• [Exercices]
1. D'après l'extrait sur la peine de mort au Japon, quel événement de 1995 a fait basculer l'opinion ?
2. Recopiez le passage de l'extrait sur la peine de mort au Japon qui commence par « Le Japon a une » et se poursuit jusqu'à « mort fut maintenue. ».
----- Extrait du texte -----
De 1946 à 1993, 766 personnes ont été condamnées à mort et 608 ont été exécutées. Après les exécutions de 2008, près de 100 prisonniers attendraient toujours d'être exécutés. Aujourd'hui le Japon fait parti du cercle restreint des démocraties qui appliquent la peine de mort (avec Singapour ; l'Inde ; Taïwan et l'Indonésie entre autres, ce sont des pays qui comme les Etats-Unis, peuvent politiquement se permettre de ne pas tenir compte des réprimendes de l'Union européenne et de l'Organisation mondiale des nations unies), avec 9 exécutions et 46 condamnations à mort en 2007, le Japon va à contre-courant de la tendance qui pousse de plus en plus de petits pays à abolir la peine capitale.

Sommaire

[modifier] Histoire

Le Japon a une longue tradition de la peine de mort, principalement en temps de guerre. Bien qu'elle s'occidentalise beaucoup, le rapport à la mort est très important dans la société japonaise. Dans certains cas, se donner la mort est une façon noble de mourir.

Depuis que le code pénal japonais s'est occidentalisé sous l'ère Meiji, il autorise la peine de mort pour les crimes "les plus odieux". Les États-Unis ont très peu réformé le code pénal en 1945, lorsqu'ils ont occupé le pays et la peine de mort fut maintenue.

Le pays n'a connu aucune exécution de 1989 à 1993, cela est dû au Ministre de la Justice de l'époque, un abolitionniste, qui refusa de signer les décrets d'exécution des condamnés. Mais elles reprennent avec l'arrivée de Masaharu Gotoda, qui en tant que légaliste considère que pour la crédibilité du système juridique japonais, il faut appliquer les sentences prononcées par les tribunaux.

De 1990 à 1995, l'opinion publique fut sensibilisée, principalement par les médias, sur la question de l'abolition de la peine de mort. Un débat public commença même à être institué. L'attentat au gaz sarin dans le métro de Tokyo en 1995 fit basculer l'opinion. En 2007 selon le Mainichi Shinbun, 90% des japonais sont pour la peine de mort, c'est à ce titre que le gouvernement japonais déclare vouloir maintenir la peine capitale.

Le pays n'est pas signataire du protocole de l'Assemblée générale des Nations unies en faveur de l'abolition de la peine capitale.

[modifier] Les conditions de vie des condamnés

L'attente au sein du couloir de la mort au Japon est en général très longue et dure souvent dix ans, parfois plus. Cette attente est destinée selon l'administration pénitentiaire à permettre le « repos de leur âme ». Toujours pour préserver ce repos, les visites sont strictement limitées, à tel point que des parlementaires japonais, suite à plusieurs dizaines de demandes, se sont vus refuser la rencontre de condamnés. Nobuto Hosaka, député social-démocrate et secrétaire général de la Ligue parlementaire pour l'abolition de la peine de mort déclare que « si on révélait l'horreur des lieux d'exécution, l'opinion vis-à-vis de la peine de mort évoluerait ».
----- Données disponibles -----
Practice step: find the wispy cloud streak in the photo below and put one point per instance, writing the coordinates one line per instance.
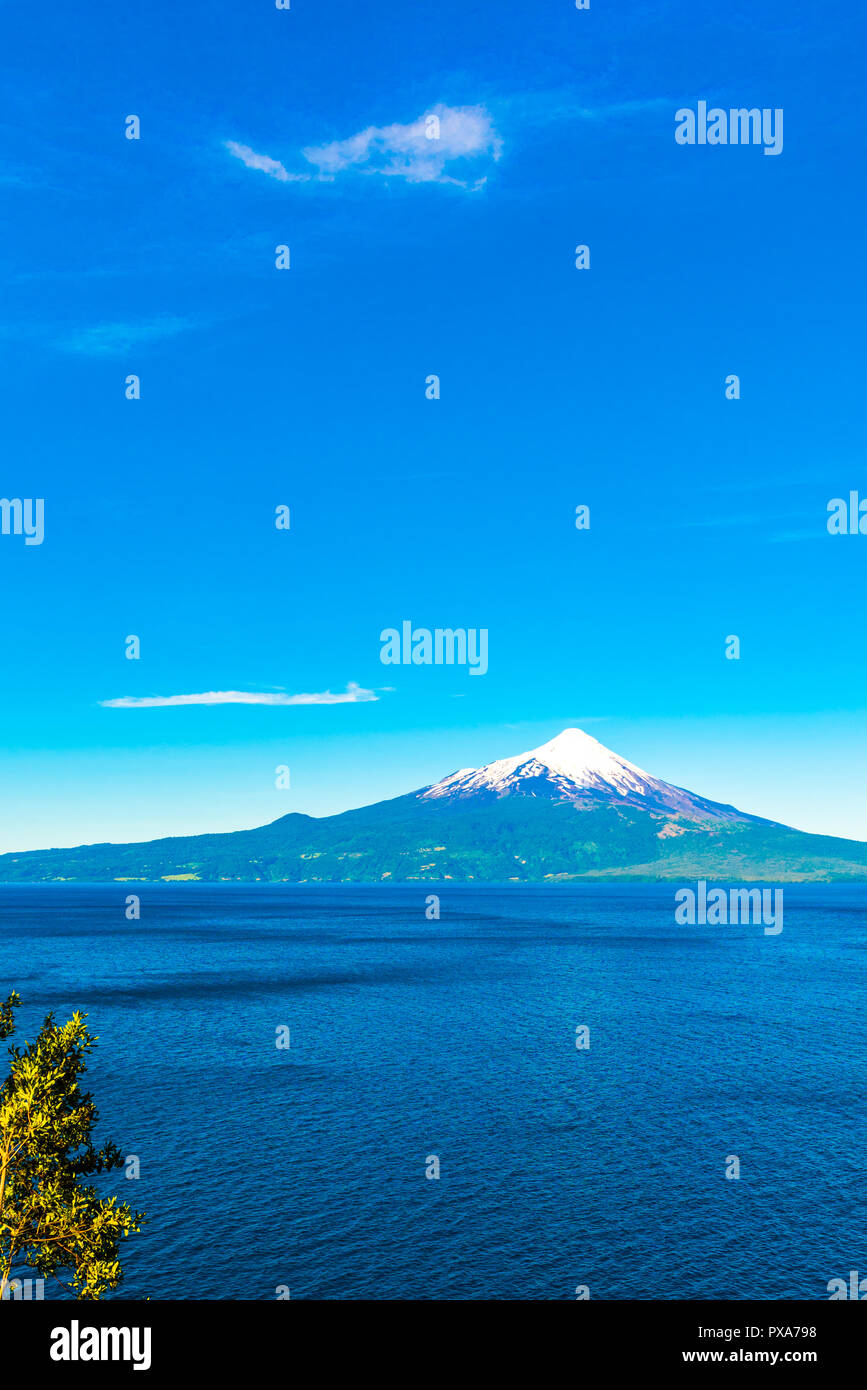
(425, 150)
(353, 694)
-----
• [Corrigés]
1. L'attentat au gaz sarin dans le métro de Tokyo.

2.
Le Japon a une longue tradition de la peine de mort, principalement en temps de guerre. Bien qu'elle s'occidentalise beaucoup, le rapport à la mort est très important dans la société japonaise. Dans certains cas, se donner la mort est une façon noble de mourir.

Depuis que le code pénal japonais s'est occidentalisé sous l'ère Meiji, il autorise la peine de mort pour les crimes "les plus odieux". Les États-Unis ont très peu réformé le code pénal en 1945, lorsqu'ils ont occupé le pays et la peine de mort fut maintenue.